▸ REQUIRED TASK: Turn the material below into a numbered list with no blank lines, and leave out the pictures.

--- Begin SUPPLIED RECORDS ---

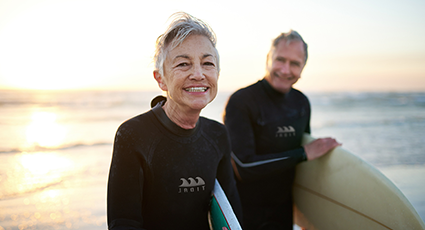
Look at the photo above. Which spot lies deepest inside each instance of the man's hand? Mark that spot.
(320, 147)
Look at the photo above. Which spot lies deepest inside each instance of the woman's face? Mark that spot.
(190, 74)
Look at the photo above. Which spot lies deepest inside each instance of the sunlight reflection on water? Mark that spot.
(44, 131)
(34, 171)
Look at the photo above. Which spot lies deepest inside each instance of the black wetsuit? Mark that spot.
(162, 175)
(266, 129)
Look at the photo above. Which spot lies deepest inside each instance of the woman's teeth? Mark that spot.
(196, 89)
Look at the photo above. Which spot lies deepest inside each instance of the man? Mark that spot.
(266, 122)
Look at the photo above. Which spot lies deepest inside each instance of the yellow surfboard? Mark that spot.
(341, 191)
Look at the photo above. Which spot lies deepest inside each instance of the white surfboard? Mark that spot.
(341, 191)
(221, 215)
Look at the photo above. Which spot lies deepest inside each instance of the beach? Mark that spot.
(56, 146)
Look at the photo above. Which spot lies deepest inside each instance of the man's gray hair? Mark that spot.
(290, 36)
(180, 28)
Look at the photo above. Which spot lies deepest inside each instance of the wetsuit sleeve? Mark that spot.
(250, 165)
(225, 177)
(125, 185)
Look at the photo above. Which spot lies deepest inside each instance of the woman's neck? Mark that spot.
(186, 119)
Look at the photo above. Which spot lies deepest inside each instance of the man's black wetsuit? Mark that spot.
(162, 175)
(266, 129)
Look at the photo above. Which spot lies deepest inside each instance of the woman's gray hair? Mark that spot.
(180, 28)
(290, 36)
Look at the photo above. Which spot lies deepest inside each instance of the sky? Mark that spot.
(364, 45)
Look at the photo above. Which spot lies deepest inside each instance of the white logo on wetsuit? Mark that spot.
(285, 131)
(192, 185)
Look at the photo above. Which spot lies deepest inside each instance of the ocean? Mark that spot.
(55, 147)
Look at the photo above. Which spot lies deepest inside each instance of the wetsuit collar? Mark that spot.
(272, 92)
(170, 125)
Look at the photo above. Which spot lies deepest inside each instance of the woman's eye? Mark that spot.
(182, 64)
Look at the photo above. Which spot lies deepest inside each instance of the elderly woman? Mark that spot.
(165, 161)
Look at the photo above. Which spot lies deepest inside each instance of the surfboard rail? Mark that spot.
(341, 191)
(221, 215)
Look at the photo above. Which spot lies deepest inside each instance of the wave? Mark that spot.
(14, 193)
(37, 148)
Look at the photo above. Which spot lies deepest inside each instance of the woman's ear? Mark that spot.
(160, 79)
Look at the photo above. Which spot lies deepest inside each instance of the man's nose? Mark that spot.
(285, 68)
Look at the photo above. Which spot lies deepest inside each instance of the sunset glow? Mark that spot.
(93, 44)
(44, 131)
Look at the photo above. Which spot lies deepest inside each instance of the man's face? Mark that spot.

--- End SUPPLIED RECORDS ---

▸ RESPONSE TO THE EXERCISE:
1. Look at the photo above. Which spot lies deepest inside each instance of the man's hand? Mark that spot.
2. (320, 147)
3. Look at the photo above. Which spot lies deepest inside each instance of the woman's face? Mark that spot.
4. (190, 74)
5. Look at the photo above. Which spot lies deepest inside each instance of the sunlight reflection on water? Mark that spot.
6. (44, 131)
7. (34, 171)
8. Look at the photo above. Which spot lies deepest inside each instance of the black wetsuit? Mark that spot.
9. (162, 175)
10. (266, 129)
11. Look at the photo above. Which spot lies deepest inside each instance of the woman's teeth? Mark that spot.
12. (196, 89)
13. Look at the photo above. Which spot lies deepest inside each instance of the man? Mark that spot.
14. (266, 122)
15. Look at the photo above. Which spot lies deepest inside each instance of the yellow surfboard? Mark that spot.
16. (341, 191)
17. Look at the photo above. Which spot lies deepest inside each instance of the white surfboard? Mark that spot.
18. (341, 191)
19. (221, 215)
20. Look at the photo above. Which spot lies deepest inside each instance of the beach? Mark that spot.
21. (56, 146)
22. Look at the photo above. Which spot lies deepest inside each instance of the man's gray hair? Mark that spot.
23. (290, 36)
24. (180, 28)
25. Look at the photo above. Which spot lies deepest inside each instance of the wetsuit sleeve? Mark that spot.
26. (250, 165)
27. (225, 177)
28. (125, 185)
29. Look at the photo above. Which spot lies deepest inside each instance of the woman's neck? Mark that spot.
30. (186, 119)
31. Look at the photo above. Which spot lies deepest inside each instance of the man's black wetsuit? Mark that spot.
32. (162, 175)
33. (266, 129)
34. Look at the photo above. Which spot lies deepest inside each instance of the woman's gray hair? Mark that spot.
35. (180, 28)
36. (290, 36)
37. Look at the photo above. Which spot lies deepest inside each instance of the sky? Mark that spot.
38. (364, 45)
39. Look at the photo above. Which spot lies deepest inside each instance of the white logo on wetsuit? Mark that spot.
40. (285, 131)
41. (192, 185)
42. Look at the photo above. Which spot lies deepest inside each instance of the ocean? Mark that spot.
43. (55, 147)
44. Look at the photo above. Which spot lies deepest inside each instance of the wetsuit collar? Mark that spot.
45. (272, 92)
46. (170, 125)
47. Look at the photo above. Which spot lies deepest inside each instance of the woman's eye? Mark that spot.
48. (182, 64)
49. Look at the photo above. Which spot lies deepest inside each instance of the elderly woman? Mark that spot.
50. (165, 161)
51. Look at the photo above. Which spot lies deepest inside each instance of the surfboard rail? Mark that spot.
52. (341, 191)
53. (221, 215)
54. Look at the photo above. Which spot lies deepest inside each instance of the wave? Mark that spot.
55. (14, 193)
56. (37, 148)
57. Look at the photo above. Which spot lies deepest inside each instance of the woman's ear? Mark that spot.
58. (160, 79)
59. Look at the photo above. Which spot lies deepest inside each instance of the man's nose? Mark that spot.
60. (285, 68)
61. Look at the photo above. Which spot lies deepest inside each instance of the sunset glow? Mark that spot.
62. (93, 44)
63. (44, 131)
64. Look at the photo above. Which spot lies deepest inside each instance of the man's face? Mark that spot.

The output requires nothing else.